Can you write the next part of the news report below about the NYU student held at JFK, continuing from where it stops?

## [Supplied passage]
┌────────
Narges Bayani was held at JFK Saturday, but released Sunday, after the school and elected officials intervened on her behalf.

"I am in awe and absolute admiration of the solidarity of the American people in response to such inhumane and discriminatory regulations. It feels like a sweet personal victory over hate," Bayani wrote on Facebook after her release.

NYU student newspaper NYU Local first wrote about Bayani's plight after her sister wrote a Facebook post, which was shared on Twitter.

Bayani — who has lived in the U.S. since 2009 and has a full scholarship to study at NYU's Institute for the Study of the World for the next five years — was poised to wait two days for a flight back to Iran, her sister wrote.

 

 

When the school learned of Bayani's detention, they reached out to Rep. Jerrold Nadler and Sens. Charles Schumer and Kirsten Gillibrand, who attempted to intervene on the student's behalf, NYU spokesman John Beckman said.
└────────
[Dataset items]
┌────────
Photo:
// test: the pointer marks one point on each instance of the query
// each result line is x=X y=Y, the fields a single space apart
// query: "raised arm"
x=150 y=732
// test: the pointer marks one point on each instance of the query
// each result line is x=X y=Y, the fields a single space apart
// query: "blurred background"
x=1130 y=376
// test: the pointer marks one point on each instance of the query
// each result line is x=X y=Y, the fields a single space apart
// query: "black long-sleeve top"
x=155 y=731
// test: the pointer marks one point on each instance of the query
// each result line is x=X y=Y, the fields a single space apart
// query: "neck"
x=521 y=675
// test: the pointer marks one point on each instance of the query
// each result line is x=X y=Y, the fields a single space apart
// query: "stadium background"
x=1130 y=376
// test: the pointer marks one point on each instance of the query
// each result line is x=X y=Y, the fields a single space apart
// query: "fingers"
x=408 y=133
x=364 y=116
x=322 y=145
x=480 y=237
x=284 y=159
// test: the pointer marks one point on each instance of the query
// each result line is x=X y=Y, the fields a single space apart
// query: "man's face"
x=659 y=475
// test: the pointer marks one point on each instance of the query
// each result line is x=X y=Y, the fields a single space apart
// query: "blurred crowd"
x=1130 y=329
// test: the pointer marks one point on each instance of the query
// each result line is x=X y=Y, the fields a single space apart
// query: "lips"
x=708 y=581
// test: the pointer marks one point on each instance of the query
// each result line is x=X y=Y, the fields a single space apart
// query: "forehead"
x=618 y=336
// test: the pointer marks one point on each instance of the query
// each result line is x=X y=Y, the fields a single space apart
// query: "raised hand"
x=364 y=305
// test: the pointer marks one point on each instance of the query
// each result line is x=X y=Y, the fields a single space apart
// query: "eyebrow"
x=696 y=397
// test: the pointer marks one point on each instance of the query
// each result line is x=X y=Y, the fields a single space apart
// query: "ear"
└────────
## [Written response]
The NYU Law School's Immigrant Rights Clinic also got involved, and was able to secure Bayani's entry back into the U.S. by Sunday morning, Beckman said.

The Immigrant Rights Clinic is poised to announce a special program in partnership with the law firm WilmerHale "to assist members of the NYU community who are at risk of being deported," Beckman said.

"We are prepared to deal with additional instances as they arise on a case-by-case basis," Beckman said.

"NYU's primary concern is the welfare of its students, faculty, researchers, and employees affected by Friday's immigration order," Beckman added. "We have written to those members of the NYU community who might be subject to the order to let them know the University supports them, to highlight the risk they would be taking if they choose to travel outside the U.S., and to tell them that we have arranged special informational sessions for them with Law School faculty who specialize in immigration and administrators from our global programs."

Over the weekend, NYU President Andrew Hamilton wrote a letter to the NYU community reiterating his earlier promises to protect the school's immigrant population.